=== Texto de origen ===
En los últimos lustros hemos padecido una situación paradójica: se han creado verdaderos entramados legales, instrumentales e institucionales para impedir o detener la corrupción (con cada vez más altos costos presupuestales) y, en contrapartida, los montos por actos de corrupción se han disparado hasta grados exorbitantes. Aquí en Veracruz, Javier Duarte, a punto de convertirse en el mayor ladrón de nuestra historia, habría desviado recursos por unos 180 mil millones de pesos (el presupuesto total de la entidad en dos años) y, sin embargo, casi concluye su periodo de gobierno sin que hubiera una acción para detenerlo. No han servido los mecanismos inhibitorios ni de castigo, y la impunidad hace que el fenómeno nos estalle en la cara.
Los científicos siguieron evaluando las conductas y los laberintos de la mente en lo que ya denominan el comportamiento de un cerebro corrupto y en uno de los últimos artículos sobre el tema concluyen que la explicación a esas ‘conductas corruptas’ podría estar ‘alojada’ en la parte del lado izquierdo del cerebro, lo que ha provocado un debate sobre si las medicinas o la terapia podrían combatir la tendencia a la corrupción. Los neurocientíficos se han situado para el análisis en una pequeña región del cerebro, llamada circunvolución frontal inferior izquierda.
=== Conjunto de datos ===
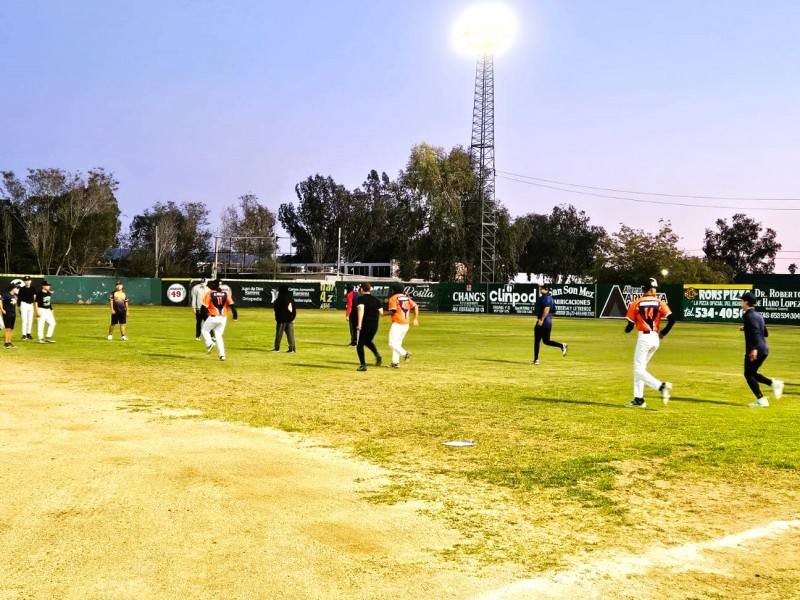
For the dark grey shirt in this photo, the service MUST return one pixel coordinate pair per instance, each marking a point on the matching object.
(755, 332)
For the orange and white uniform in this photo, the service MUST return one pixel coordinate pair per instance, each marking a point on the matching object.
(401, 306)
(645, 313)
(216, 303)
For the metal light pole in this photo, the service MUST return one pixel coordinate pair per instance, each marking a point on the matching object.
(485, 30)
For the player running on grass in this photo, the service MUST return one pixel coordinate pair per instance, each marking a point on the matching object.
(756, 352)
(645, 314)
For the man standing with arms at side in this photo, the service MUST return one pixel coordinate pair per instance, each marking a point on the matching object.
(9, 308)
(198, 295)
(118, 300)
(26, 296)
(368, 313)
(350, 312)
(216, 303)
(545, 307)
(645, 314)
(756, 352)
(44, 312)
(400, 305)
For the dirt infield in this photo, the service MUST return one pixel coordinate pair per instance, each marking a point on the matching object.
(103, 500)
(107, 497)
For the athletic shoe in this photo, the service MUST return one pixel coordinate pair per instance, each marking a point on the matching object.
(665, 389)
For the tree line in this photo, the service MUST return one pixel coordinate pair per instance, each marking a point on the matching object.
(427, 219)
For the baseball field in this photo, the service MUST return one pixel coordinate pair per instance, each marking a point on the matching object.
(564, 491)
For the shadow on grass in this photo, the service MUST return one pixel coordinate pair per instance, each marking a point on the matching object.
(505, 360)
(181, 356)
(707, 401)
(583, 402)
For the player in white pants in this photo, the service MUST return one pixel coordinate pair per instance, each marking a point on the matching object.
===
=== Conjunto de datos ===
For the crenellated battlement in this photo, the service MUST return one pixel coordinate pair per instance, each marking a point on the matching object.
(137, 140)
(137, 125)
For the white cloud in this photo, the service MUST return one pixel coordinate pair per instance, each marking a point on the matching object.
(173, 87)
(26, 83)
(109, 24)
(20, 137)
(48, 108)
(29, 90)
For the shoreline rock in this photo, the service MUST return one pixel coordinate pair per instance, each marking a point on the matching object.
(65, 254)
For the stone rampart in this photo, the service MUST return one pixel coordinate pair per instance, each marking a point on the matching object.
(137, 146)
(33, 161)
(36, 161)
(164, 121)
===
=== Conjunto de datos ===
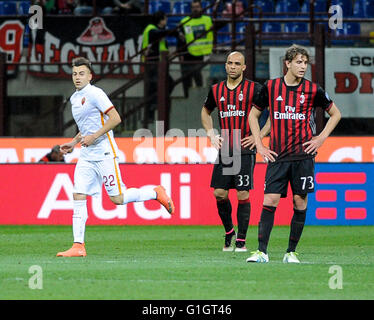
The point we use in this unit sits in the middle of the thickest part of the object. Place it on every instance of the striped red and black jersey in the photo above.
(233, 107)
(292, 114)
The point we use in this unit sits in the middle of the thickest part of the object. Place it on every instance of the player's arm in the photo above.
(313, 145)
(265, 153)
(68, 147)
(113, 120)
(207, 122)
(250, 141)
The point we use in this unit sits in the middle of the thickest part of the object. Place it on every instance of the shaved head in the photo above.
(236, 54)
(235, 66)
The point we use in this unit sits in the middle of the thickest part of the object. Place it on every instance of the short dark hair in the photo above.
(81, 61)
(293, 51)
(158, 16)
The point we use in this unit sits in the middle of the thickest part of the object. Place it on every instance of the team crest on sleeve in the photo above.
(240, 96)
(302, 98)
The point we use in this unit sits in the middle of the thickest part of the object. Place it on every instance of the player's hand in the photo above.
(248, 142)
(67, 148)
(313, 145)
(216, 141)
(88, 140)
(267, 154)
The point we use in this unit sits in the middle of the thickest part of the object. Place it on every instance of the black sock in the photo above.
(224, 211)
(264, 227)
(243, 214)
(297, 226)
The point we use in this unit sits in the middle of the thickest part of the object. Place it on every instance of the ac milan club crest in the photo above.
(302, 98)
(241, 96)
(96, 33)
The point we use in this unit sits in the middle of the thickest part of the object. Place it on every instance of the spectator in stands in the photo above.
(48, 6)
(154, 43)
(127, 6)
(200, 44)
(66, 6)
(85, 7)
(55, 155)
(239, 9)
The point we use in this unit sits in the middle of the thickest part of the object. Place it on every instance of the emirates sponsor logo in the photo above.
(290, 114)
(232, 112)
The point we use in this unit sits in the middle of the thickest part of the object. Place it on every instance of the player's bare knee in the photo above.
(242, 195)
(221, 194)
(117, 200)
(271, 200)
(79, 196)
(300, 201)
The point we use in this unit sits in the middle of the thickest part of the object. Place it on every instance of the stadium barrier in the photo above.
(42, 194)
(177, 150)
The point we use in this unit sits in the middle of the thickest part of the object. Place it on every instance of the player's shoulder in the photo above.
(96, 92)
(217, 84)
===
Completa lo siguiente ▸
1. Responde estas preguntas sobre el texto acerca de la corrupción:
(a) ¿Cuánto dinero habría desviado Javier Duarte?
(b) ¿Qué debate ha provocado la conclusión de uno de los últimos artículos?
(c) ¿Cómo se llama la pequeña región del cerebro en la que se han centrado los neurocientíficos?
2. Sigue escribiendo el texto sobre la corrupción a partir de su última oración.

Tus respuestas ▸
1.
(a) Unos 180 mil millones de pesos, el presupuesto total de la entidad en dos años.
(b) Si las medicinas o la terapia podrían combatir la tendencia a la corrupción.
(c) Circunvolución frontal inferior izquierda.

2.
Dirigidos por el profesor Li Shu, los expertos en el área del Institute of Psychology at the Chinese Academy of Science encontraron que en el cerebro se activa un “papel fundamental” en esa zona cuando “la gente prefiere perseguir la riqueza a expensas del bien moral”. Li Shu está convencido de que el cerebro de un corrupto actúa con estímulos concretos y adquiere patrones determinados. Las personas con circunvolución más activos tenían una tendencia más fuerte a sacrificar la conducta moral por dinero (en otras palabras, eran más fácilmente ‘sobornados’).
En abierta confrontación con lo que considera nuestro erudito presidente Enrique Peña Nieto, para quien todos somos corruptos porque es un rasgo intrínseco de los mexicanos, para Frontiers in Behavioral Neuroscience, la actividad corrupta obedece a un comportamiento humano que puede tener raíces también en cuestiones biológicas, psicológicas, culturales y sociales, las cuales interactúan para influir y no son necesariamente disyuntivas.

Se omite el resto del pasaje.